▶ **What is asked**:
Quote verbatim the lines below, starting at the line that contains "The function MUST return, for every instance of the brown" and ending at the final line, with both of those lines included. Reproduce only those lines.

▶ **Provided data**:
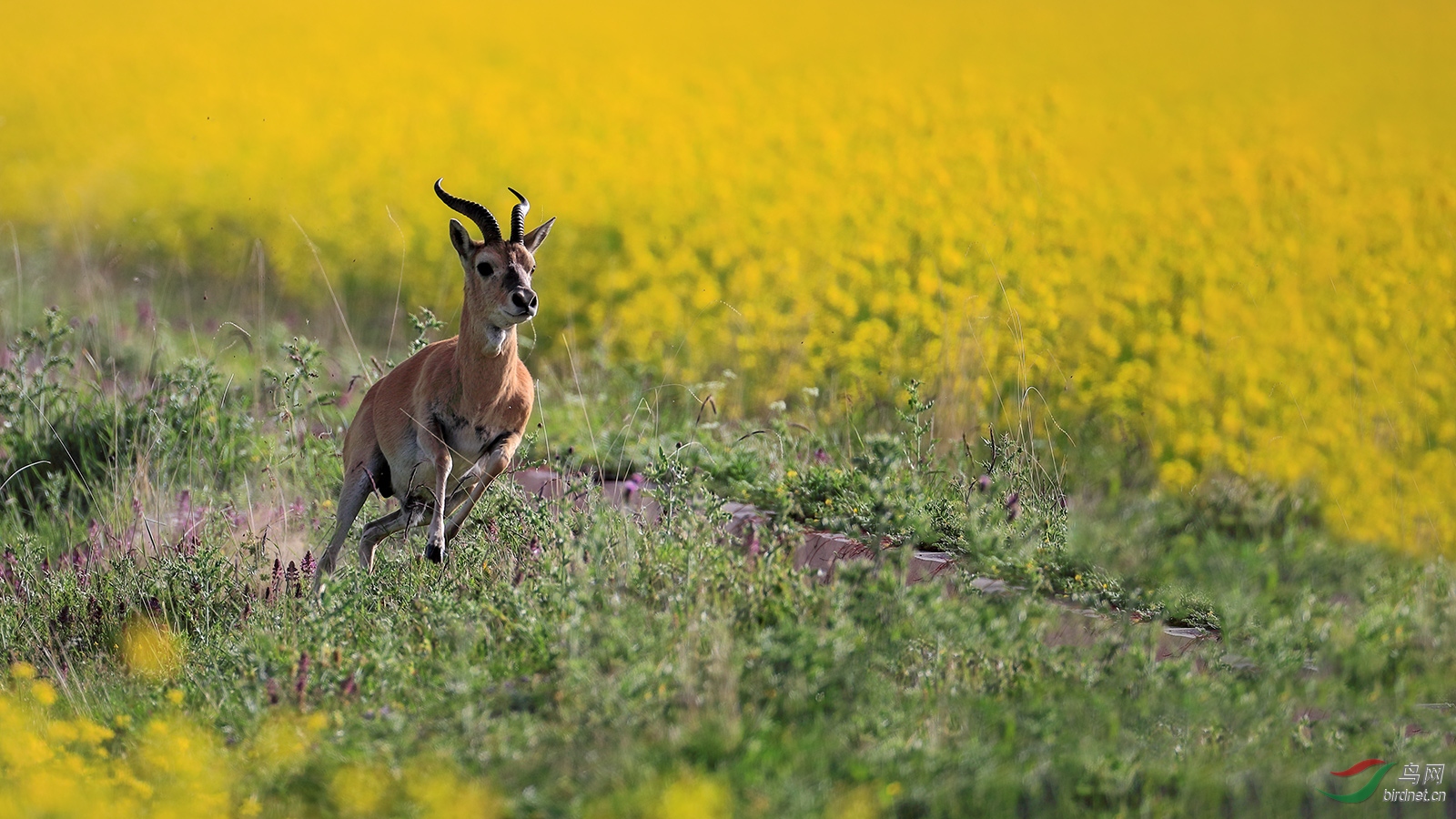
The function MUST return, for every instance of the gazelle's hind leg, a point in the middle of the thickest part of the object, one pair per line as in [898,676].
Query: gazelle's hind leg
[357,487]
[376,531]
[488,470]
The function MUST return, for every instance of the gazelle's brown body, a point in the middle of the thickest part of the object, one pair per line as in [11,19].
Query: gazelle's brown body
[443,424]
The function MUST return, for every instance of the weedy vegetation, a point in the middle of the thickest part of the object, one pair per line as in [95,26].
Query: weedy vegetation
[577,659]
[1177,285]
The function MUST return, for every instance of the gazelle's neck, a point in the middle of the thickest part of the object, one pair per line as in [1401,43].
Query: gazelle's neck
[485,356]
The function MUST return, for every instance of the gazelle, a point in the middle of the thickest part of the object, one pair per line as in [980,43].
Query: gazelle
[450,416]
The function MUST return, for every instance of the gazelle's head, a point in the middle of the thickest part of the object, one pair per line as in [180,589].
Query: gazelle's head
[497,270]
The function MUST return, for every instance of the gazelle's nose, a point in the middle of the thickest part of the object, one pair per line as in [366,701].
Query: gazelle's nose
[524,300]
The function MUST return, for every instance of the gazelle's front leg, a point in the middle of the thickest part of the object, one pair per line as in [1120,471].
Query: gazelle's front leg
[487,470]
[434,443]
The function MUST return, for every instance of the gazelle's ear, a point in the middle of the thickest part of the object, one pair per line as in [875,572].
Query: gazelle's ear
[536,237]
[460,238]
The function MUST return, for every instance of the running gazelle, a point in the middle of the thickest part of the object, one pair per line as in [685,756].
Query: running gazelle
[437,429]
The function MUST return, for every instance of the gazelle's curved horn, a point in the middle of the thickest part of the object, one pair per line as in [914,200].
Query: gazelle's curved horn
[478,213]
[519,217]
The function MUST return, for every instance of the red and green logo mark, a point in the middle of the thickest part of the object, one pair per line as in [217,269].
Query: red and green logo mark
[1369,789]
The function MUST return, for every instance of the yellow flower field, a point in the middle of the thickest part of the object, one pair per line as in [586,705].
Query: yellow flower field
[1227,229]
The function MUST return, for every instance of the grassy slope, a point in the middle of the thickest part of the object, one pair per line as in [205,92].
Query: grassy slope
[580,663]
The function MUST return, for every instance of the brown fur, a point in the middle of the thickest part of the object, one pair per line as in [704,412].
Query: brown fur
[444,423]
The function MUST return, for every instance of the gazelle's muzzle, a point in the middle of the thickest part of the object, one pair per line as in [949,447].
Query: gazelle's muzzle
[524,302]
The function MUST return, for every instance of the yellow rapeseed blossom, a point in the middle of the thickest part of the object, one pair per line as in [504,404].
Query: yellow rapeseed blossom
[360,790]
[440,793]
[1219,229]
[150,649]
[695,797]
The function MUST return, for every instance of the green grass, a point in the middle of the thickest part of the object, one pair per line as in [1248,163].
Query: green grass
[581,662]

▶ **Finished exercise**:
The function MUST return, for every instance of the brown fur, a point in the middle of the thickest part of the object, one pair per line as in [704,412].
Query: brown fur
[444,423]
The function MUST return, for every instance of the gazelle's muzzle, a point in the middle of the thickest part of the object, one pair per line as in [949,447].
Query: gazelle's muzzle
[524,302]
The function MUST return, for every instance of the yellow rapeseed blossom, a point in the middle of the thickest part of the object, one pair per line as in [504,404].
Query: yellow rapeseed blossom
[360,790]
[440,793]
[1219,229]
[150,649]
[695,797]
The function MUST return, for every instance of the green grass, a point in the middle of the thickest part of the object, one pair per line as in [1248,163].
Query: green grass
[581,662]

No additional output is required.